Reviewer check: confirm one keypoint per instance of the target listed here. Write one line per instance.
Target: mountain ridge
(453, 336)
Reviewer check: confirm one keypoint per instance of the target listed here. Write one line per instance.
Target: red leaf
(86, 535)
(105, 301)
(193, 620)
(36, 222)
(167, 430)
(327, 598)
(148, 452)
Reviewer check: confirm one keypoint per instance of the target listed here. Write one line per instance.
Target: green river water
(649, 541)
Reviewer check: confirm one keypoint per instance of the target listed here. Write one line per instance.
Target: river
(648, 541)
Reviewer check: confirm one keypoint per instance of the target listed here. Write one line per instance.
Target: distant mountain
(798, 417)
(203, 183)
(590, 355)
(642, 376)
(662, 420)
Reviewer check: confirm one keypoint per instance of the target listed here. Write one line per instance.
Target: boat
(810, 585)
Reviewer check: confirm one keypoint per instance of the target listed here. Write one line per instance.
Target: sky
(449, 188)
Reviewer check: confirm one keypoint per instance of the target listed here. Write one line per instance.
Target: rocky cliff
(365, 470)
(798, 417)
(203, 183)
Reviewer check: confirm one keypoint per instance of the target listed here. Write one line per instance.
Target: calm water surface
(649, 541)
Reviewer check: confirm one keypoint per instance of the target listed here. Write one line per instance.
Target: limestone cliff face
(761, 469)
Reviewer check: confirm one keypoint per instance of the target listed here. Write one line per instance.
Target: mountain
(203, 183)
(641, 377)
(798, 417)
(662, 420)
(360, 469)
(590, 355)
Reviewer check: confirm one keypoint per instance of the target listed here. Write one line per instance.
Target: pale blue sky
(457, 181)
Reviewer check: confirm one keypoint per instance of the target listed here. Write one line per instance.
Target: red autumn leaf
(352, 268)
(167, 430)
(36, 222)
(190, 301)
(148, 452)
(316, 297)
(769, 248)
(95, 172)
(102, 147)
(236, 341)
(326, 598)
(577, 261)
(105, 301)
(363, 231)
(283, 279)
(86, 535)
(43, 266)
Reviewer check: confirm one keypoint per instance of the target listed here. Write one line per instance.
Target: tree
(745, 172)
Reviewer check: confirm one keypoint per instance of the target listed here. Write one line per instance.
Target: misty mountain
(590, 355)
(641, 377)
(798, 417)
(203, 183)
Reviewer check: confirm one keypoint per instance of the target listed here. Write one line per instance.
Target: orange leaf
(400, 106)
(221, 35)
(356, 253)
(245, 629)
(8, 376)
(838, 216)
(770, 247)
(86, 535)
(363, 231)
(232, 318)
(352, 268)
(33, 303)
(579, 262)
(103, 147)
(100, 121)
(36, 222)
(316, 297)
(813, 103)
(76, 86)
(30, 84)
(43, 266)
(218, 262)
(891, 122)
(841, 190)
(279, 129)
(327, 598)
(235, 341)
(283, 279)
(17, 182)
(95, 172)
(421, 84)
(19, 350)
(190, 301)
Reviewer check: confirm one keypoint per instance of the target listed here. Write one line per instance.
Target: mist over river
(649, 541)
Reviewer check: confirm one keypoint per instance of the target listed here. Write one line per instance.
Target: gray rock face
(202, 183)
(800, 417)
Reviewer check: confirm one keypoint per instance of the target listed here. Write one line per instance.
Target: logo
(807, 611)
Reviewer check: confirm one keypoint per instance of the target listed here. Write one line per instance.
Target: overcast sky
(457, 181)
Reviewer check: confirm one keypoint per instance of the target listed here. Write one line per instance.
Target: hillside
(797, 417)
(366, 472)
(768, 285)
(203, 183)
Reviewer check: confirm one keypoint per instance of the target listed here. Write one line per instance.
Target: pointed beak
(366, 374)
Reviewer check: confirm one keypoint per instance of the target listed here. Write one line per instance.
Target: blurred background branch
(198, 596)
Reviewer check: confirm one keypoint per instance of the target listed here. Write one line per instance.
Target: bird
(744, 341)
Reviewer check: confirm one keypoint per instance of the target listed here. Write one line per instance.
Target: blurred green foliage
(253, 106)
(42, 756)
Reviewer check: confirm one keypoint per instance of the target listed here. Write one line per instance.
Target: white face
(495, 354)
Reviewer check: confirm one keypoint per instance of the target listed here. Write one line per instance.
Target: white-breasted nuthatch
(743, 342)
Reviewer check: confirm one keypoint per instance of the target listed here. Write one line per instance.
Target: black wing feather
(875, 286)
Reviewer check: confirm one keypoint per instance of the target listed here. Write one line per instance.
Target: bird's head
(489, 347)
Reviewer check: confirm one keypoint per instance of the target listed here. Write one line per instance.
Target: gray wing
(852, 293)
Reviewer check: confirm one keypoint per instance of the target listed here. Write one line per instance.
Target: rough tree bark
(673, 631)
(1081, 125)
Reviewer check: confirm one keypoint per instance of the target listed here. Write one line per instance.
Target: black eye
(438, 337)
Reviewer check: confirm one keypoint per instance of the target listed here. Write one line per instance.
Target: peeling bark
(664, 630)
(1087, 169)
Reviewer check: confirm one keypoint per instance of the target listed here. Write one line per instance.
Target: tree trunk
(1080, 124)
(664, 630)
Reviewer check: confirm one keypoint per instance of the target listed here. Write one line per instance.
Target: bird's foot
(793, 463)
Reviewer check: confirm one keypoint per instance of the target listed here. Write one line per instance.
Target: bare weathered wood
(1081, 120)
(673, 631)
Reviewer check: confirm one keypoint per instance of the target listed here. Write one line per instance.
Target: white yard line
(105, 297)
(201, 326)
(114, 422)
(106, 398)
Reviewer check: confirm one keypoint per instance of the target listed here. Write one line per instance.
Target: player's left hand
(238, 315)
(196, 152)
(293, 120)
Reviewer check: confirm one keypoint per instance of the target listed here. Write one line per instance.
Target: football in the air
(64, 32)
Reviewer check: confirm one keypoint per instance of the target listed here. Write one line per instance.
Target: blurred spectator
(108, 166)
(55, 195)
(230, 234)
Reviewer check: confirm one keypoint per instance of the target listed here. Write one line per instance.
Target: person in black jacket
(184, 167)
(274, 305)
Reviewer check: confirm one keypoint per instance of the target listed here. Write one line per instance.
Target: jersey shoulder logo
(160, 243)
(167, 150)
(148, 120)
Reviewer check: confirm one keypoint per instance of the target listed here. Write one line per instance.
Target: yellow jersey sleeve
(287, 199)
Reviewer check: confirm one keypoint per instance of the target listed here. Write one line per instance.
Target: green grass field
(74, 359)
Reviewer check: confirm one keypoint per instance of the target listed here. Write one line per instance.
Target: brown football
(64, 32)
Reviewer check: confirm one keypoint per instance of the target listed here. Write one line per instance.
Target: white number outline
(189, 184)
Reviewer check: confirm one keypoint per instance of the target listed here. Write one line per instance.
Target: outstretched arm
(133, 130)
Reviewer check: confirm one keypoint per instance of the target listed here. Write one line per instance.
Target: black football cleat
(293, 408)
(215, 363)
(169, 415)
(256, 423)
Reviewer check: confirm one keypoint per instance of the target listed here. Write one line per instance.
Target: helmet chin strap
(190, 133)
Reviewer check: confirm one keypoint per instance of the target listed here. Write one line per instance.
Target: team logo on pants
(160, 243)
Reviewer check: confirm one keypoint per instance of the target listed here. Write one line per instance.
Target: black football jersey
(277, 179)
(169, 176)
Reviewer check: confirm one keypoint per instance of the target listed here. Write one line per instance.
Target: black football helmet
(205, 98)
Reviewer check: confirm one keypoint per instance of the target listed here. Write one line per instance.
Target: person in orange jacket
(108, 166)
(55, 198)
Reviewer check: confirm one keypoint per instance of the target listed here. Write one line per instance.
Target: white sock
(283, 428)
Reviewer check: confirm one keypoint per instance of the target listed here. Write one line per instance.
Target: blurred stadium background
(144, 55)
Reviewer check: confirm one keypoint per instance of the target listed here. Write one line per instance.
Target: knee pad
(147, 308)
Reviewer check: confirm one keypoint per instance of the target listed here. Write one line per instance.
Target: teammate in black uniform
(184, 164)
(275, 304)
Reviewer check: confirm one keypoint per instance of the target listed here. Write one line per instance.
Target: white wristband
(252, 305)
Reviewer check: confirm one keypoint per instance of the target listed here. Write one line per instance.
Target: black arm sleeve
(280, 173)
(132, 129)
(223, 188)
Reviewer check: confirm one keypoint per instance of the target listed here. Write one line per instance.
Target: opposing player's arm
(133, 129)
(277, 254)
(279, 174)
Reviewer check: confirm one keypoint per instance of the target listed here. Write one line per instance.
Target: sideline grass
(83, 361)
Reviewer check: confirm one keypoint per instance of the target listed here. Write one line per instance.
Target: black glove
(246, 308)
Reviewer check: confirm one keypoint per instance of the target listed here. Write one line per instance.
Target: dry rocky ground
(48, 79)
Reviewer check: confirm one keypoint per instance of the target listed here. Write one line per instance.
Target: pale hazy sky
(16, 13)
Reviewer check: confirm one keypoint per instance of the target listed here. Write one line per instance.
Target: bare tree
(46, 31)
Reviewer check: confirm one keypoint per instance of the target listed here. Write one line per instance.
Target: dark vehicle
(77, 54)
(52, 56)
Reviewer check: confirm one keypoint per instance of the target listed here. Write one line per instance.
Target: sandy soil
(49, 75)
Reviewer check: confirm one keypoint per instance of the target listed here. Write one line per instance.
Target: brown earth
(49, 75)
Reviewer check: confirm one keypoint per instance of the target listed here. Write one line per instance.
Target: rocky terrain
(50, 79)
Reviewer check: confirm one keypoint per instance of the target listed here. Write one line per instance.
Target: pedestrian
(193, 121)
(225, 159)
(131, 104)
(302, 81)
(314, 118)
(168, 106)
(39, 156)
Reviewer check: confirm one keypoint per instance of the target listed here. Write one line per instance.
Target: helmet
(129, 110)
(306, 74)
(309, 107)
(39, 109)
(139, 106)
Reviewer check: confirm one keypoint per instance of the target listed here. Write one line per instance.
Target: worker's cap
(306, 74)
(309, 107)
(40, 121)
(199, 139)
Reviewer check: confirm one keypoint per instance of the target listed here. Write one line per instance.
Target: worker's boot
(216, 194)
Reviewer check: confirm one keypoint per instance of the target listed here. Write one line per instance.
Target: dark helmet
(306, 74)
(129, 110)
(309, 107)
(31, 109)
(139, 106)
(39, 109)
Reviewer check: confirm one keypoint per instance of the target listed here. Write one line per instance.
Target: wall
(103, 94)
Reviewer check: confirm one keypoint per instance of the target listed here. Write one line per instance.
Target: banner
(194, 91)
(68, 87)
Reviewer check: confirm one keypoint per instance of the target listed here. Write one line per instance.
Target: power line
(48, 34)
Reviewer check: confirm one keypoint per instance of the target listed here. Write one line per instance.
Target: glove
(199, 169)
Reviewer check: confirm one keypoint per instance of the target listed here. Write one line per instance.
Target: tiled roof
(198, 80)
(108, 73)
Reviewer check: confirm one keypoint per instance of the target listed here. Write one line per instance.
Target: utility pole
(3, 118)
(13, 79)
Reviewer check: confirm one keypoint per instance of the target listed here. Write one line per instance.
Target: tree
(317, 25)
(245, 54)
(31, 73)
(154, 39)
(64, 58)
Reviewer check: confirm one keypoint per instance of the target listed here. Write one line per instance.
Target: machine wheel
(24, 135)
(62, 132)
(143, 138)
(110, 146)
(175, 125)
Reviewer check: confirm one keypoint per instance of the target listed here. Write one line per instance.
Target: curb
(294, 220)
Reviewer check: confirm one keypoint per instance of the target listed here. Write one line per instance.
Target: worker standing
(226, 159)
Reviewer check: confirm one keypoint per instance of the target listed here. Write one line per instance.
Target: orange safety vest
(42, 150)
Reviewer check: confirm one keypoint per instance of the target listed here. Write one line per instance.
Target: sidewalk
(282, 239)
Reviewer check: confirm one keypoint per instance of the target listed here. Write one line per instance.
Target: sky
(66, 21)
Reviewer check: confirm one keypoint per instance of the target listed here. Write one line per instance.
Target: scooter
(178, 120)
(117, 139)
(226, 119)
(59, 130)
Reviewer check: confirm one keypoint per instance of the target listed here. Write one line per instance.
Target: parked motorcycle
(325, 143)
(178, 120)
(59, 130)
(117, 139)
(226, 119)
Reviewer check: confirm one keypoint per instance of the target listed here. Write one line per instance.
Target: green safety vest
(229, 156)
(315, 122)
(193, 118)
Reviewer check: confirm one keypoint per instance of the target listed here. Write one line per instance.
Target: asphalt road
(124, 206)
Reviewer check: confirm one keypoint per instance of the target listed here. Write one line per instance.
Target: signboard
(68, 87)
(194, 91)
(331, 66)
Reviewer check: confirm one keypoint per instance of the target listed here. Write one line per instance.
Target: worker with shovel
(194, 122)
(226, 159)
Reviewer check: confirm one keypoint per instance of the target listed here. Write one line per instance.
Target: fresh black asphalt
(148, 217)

[Task objective] Please report every line in the listing above that contains the word "green", copying each line in full. Case counts when matching.

[Task answer]
Target: green river water
Target: blurred green foliage
Target: green grass field
Target: green safety vest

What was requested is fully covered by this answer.